Task brief —
Please rewrite the entries below from the line with "DETECT leaderboard graphic" through the line with "[776,350,797,440]", both ends included, keeping every DETECT and OUTPUT line. Shift each bounding-box coordinate in the answers by -69.
── Given entries
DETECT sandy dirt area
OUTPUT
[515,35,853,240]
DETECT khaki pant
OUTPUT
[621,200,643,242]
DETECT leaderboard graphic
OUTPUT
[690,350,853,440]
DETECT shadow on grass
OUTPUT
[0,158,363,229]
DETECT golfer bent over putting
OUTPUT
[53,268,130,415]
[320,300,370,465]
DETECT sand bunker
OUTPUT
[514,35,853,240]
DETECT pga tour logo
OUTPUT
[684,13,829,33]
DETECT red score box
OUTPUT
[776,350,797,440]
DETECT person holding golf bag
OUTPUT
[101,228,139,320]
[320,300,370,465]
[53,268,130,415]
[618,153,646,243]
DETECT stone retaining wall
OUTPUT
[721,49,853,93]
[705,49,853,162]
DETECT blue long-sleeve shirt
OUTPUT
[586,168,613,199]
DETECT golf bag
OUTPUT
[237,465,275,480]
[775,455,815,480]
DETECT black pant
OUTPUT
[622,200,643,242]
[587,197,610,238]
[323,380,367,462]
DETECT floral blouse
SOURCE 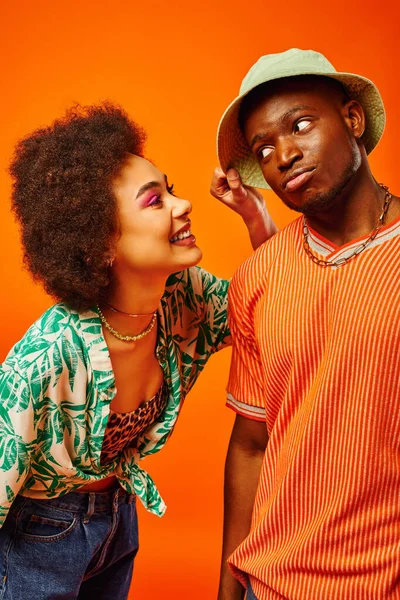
────
Final result —
DETECT leaderboard graphic
OUTPUT
[621,281,784,371]
DETECT shadow on grass
OUTPUT
[-69,89,294,160]
DETECT golfer bent over putting
OUTPUT
[-16,199,61,346]
[251,231,301,396]
DETECT sand bunker
OUTPUT
[445,-34,784,171]
DETECT pga tour logo
OUTPUT
[615,-56,760,-36]
DETECT red score box
OUTPUT
[707,281,728,371]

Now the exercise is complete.